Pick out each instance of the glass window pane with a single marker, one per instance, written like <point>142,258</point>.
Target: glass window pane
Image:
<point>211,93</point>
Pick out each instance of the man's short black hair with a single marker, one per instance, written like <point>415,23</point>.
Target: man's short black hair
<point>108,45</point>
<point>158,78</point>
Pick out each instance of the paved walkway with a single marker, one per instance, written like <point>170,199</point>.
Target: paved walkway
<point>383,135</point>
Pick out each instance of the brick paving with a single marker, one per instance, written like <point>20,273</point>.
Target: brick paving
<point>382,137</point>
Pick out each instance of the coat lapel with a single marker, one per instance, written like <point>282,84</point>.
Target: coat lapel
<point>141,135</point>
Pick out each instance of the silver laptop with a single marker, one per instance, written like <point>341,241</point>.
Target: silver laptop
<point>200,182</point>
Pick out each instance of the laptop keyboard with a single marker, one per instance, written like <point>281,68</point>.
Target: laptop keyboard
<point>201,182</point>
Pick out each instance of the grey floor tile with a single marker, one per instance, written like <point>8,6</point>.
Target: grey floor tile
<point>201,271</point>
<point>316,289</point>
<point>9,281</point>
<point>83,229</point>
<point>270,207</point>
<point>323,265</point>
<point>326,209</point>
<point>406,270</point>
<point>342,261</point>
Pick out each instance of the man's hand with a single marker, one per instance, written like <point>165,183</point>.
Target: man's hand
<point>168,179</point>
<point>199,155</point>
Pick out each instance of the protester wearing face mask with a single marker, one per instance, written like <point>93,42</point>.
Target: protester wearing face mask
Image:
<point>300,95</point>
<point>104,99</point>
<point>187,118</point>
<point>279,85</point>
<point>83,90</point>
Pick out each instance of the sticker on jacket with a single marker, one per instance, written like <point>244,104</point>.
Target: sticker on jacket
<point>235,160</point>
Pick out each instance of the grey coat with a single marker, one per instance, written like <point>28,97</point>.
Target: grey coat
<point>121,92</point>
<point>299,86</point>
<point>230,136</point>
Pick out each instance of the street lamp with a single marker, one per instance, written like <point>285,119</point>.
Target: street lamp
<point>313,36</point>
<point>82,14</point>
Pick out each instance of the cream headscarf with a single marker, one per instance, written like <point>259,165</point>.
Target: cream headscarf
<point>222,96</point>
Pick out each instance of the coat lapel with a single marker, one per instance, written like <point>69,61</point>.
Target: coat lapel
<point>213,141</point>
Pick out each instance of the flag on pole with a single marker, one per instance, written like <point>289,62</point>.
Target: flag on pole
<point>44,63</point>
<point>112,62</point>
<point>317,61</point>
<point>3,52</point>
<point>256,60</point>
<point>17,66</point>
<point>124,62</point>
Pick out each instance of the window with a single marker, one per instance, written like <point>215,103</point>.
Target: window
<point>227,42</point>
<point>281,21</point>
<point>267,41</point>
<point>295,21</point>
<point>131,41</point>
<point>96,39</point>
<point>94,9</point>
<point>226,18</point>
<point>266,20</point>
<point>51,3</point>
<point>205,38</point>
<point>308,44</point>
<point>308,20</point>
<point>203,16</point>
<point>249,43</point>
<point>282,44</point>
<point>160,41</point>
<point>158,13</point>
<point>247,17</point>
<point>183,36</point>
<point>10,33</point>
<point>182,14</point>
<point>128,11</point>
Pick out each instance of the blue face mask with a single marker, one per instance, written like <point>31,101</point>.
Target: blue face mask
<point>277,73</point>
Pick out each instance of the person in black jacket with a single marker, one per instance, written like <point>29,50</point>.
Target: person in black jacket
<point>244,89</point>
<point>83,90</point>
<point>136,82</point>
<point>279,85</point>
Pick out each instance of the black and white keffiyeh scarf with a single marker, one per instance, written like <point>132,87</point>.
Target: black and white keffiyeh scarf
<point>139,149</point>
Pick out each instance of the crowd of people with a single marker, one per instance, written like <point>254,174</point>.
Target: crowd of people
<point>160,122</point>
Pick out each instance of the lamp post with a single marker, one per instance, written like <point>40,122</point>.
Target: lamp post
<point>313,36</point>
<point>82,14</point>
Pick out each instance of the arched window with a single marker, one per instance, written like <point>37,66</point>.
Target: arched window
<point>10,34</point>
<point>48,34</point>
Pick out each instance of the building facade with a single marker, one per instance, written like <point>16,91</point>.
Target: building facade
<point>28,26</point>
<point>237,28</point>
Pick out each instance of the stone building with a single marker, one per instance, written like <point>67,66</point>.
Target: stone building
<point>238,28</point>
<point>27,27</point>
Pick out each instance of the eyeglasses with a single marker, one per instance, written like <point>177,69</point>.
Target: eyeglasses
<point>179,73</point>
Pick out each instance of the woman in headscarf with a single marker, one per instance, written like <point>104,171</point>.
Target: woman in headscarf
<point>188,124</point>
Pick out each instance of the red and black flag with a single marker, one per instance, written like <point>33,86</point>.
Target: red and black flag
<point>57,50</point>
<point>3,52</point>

------

WORK TO BE COMPLETED - Rename "laptop" to "notebook" in the entries between the lines holding "written like <point>282,84</point>." and "<point>342,261</point>", inclusive, and give those lines again with nothing else changed.

COMPLETE ANSWER -
Pick out each instance of the coat lapel with a single marker, one per instance, written like <point>282,84</point>.
Target: coat lapel
<point>141,135</point>
Pick out each instance of the silver notebook with a single marker, one per instance, written like <point>341,241</point>.
Target: silver notebook
<point>200,182</point>
Pick out each instance of the notebook keyboard with a single marker, one per instance, written like <point>281,68</point>.
Target: notebook keyboard
<point>201,182</point>
Pick out each instance of the grey floor tile with a single marker, one per instance, written like <point>8,6</point>.
Target: grey floor tile
<point>201,271</point>
<point>316,289</point>
<point>9,281</point>
<point>83,229</point>
<point>270,207</point>
<point>323,265</point>
<point>326,209</point>
<point>406,270</point>
<point>342,261</point>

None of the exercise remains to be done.